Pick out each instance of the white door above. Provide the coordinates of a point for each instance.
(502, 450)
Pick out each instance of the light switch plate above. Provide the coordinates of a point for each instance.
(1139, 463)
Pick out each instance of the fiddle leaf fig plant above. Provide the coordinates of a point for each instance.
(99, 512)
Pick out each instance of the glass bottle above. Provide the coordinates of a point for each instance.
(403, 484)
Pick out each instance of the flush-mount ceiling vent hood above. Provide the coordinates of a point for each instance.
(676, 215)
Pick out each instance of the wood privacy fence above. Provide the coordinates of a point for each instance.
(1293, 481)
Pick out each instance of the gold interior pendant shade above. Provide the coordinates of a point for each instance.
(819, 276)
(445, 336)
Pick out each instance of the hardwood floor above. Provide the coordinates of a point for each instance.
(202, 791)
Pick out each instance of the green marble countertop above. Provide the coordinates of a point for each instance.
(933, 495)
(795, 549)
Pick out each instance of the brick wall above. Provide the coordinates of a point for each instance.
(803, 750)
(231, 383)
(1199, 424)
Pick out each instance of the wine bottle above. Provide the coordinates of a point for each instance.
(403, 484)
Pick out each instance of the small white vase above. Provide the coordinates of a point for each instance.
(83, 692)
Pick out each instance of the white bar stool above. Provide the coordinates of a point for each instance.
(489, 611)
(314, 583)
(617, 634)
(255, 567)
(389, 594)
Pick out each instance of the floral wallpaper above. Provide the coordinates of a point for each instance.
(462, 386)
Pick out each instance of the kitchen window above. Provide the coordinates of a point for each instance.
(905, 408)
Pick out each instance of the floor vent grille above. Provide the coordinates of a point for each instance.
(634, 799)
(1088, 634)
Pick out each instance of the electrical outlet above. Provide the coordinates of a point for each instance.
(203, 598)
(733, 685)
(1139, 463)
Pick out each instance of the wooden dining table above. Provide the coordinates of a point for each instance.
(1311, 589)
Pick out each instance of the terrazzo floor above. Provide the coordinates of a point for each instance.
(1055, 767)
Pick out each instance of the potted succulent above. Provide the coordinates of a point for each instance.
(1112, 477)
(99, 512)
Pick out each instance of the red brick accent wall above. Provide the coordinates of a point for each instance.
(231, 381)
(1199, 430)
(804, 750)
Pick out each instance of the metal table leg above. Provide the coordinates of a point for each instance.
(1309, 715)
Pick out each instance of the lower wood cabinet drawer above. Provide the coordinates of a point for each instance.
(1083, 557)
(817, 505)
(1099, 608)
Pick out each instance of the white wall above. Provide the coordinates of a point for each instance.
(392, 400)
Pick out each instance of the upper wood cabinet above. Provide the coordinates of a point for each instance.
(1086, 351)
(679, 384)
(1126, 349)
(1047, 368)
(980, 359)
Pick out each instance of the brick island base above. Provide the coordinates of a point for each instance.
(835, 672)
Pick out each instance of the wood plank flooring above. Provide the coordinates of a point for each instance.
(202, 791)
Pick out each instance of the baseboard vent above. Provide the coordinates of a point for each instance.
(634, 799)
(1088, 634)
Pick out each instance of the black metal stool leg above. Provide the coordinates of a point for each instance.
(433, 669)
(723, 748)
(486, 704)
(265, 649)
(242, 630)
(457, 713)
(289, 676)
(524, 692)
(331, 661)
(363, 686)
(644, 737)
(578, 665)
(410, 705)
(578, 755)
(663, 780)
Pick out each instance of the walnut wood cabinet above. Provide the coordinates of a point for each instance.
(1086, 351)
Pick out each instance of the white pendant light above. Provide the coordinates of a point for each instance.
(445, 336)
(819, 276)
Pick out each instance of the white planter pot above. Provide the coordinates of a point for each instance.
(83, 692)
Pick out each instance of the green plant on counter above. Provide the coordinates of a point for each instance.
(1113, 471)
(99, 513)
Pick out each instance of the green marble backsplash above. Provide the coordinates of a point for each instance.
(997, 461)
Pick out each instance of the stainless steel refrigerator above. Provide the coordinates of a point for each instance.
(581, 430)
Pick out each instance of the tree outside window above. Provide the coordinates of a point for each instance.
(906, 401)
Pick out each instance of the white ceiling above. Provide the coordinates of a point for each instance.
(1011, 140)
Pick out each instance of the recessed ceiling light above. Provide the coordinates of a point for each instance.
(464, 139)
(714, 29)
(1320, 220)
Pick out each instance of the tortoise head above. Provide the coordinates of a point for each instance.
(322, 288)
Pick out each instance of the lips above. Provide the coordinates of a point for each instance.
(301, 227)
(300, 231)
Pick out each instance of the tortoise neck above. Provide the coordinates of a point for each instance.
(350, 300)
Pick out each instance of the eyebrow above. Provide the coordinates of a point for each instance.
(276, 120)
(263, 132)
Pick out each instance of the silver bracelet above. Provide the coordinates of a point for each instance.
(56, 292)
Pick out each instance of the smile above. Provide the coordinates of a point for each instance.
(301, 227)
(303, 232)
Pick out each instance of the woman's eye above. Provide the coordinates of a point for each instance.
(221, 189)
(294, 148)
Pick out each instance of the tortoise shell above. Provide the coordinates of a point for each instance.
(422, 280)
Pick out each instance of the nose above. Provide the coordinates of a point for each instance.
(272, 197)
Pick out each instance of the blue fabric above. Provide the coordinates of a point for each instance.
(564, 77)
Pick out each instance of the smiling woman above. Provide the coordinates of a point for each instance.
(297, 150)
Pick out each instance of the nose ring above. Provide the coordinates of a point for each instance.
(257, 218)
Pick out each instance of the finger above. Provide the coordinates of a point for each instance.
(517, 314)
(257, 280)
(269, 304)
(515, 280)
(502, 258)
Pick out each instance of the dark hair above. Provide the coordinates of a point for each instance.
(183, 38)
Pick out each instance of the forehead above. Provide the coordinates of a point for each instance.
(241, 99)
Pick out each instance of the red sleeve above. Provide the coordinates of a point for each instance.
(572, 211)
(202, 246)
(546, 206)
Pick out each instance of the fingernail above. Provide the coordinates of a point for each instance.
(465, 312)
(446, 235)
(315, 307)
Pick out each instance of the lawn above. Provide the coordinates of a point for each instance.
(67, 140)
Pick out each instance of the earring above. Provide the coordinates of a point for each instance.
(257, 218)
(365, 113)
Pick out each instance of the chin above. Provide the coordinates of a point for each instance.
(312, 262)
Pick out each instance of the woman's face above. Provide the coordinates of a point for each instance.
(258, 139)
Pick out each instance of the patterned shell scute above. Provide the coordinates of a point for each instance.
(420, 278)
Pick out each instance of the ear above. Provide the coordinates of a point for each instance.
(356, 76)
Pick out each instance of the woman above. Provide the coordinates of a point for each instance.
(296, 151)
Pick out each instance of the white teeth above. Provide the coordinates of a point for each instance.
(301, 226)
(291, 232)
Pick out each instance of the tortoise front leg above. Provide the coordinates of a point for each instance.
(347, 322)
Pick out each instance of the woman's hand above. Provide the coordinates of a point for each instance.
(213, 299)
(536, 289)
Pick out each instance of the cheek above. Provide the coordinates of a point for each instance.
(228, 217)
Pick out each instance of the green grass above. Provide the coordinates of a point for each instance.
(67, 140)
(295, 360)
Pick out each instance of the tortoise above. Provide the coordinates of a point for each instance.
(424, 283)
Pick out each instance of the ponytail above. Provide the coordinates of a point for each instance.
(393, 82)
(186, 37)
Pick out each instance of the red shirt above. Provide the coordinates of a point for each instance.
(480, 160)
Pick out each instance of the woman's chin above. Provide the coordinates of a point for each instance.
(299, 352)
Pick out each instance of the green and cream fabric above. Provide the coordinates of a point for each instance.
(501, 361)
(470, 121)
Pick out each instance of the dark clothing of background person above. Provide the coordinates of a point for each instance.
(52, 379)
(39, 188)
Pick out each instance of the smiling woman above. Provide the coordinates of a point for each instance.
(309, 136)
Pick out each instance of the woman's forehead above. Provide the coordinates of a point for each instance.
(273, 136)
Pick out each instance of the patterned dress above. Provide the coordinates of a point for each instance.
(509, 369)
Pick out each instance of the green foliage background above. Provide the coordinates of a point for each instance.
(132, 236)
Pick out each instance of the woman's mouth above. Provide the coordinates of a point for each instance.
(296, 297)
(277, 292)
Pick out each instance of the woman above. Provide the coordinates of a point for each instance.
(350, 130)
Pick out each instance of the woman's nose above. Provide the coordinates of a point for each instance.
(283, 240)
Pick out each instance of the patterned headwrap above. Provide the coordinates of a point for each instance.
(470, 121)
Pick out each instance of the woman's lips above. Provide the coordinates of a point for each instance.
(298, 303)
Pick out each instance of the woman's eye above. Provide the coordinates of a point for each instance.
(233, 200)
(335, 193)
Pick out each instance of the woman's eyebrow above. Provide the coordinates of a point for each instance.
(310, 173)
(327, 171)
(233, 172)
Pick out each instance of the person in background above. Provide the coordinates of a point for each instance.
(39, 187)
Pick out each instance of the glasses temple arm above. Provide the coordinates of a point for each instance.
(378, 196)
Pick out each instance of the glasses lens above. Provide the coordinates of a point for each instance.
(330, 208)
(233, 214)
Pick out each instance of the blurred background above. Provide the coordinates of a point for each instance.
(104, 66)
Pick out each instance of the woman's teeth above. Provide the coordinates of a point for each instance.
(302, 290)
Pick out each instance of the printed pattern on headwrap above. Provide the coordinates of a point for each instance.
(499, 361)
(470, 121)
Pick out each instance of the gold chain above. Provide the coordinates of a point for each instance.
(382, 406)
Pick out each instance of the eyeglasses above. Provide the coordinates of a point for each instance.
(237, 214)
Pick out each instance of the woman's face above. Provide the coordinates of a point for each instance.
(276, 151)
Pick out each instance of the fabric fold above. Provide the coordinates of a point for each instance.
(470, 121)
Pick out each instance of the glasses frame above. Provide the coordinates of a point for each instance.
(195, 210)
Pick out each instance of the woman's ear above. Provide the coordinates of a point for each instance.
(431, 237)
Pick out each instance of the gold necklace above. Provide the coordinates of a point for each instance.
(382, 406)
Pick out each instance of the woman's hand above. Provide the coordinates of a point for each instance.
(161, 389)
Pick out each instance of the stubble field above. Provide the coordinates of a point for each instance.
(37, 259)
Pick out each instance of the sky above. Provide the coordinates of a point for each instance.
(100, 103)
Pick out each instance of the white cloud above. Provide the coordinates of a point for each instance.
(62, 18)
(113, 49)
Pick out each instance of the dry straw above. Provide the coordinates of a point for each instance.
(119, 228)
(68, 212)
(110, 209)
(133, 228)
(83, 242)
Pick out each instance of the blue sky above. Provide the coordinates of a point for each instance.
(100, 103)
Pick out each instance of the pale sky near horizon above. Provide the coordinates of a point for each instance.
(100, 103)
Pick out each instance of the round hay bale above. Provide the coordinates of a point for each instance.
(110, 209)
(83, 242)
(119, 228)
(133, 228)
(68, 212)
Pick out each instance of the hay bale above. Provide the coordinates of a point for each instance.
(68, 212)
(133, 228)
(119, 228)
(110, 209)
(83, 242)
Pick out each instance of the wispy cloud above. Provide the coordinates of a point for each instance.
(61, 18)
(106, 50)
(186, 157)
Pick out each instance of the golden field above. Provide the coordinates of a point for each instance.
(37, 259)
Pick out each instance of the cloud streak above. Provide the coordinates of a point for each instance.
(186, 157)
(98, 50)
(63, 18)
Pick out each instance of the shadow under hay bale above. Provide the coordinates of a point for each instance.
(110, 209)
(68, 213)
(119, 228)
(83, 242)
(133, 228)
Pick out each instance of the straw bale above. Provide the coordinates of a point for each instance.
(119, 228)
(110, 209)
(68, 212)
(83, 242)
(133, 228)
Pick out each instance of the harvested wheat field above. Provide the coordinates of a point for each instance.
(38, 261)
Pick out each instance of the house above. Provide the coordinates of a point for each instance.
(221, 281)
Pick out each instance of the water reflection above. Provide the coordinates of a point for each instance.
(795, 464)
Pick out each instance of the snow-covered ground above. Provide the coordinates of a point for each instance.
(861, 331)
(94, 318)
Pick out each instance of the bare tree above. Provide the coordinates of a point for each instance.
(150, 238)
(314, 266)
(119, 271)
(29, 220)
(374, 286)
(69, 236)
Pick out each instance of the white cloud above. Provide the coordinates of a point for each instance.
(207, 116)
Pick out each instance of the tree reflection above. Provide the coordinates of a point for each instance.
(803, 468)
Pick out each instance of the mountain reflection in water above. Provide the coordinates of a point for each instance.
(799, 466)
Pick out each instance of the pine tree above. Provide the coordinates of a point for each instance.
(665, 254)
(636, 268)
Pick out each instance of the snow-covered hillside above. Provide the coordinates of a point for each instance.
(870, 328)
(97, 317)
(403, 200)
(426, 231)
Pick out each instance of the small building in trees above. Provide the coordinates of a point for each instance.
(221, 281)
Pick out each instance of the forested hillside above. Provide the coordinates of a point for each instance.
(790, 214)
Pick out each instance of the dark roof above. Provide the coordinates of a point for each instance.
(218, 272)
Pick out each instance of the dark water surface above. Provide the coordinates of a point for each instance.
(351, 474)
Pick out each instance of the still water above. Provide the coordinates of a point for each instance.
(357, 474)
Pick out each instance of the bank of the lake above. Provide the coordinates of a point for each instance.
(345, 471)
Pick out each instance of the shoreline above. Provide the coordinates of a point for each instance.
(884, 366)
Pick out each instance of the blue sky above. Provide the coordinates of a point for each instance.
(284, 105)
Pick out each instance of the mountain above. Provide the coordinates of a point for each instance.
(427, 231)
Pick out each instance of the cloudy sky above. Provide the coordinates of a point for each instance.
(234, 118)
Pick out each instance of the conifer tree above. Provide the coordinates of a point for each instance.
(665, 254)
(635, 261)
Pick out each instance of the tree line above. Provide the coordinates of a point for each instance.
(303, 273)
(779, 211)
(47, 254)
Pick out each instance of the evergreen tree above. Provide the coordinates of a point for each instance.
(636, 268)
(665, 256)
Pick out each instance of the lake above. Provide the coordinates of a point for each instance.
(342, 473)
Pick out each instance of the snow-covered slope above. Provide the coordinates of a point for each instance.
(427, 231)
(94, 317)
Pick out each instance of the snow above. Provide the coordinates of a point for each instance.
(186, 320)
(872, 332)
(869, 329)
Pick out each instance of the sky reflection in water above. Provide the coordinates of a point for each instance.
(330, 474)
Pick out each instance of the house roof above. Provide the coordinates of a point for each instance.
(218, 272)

## TASK DESCRIPTION
Revise the records from their start through the line containing "(1199, 424)". Change "hardwood floor" to "tile floor", leave everything else as it is, and return only that stretch.

## PROBLEM SOLUTION
Pick out each instance of the white door above. Provide the coordinates of a point for each instance.
(502, 450)
Pick out each instance of the light switch plate above. Provide the coordinates of a point for each instance.
(1139, 463)
Pick out each instance of the fiddle leaf fig plant above. Provide the coordinates of a point for each instance.
(99, 512)
Pick out each instance of the glass bottle above. Provide the coordinates of a point for each instance.
(403, 484)
Pick out each instance of the flush-mount ceiling vent hood above. Provide the coordinates of a point for each instance.
(676, 215)
Pick out each instance of the wood privacy fence above. Provide the coordinates of a point for each instance.
(1293, 481)
Pick out each instance of the gold interior pendant shade above. Provide the coordinates of a point for each instance.
(819, 276)
(445, 336)
Pick out each instance of the tile floor above. Provide the coordinates of a point for each instance.
(202, 791)
Pick out each instance of the green marble countertop above. Provide the coordinates of a point for each instance.
(933, 495)
(795, 549)
Pick out each instance of the brick wall above. Provide the coordinates of a point for each instance.
(803, 750)
(231, 383)
(1199, 424)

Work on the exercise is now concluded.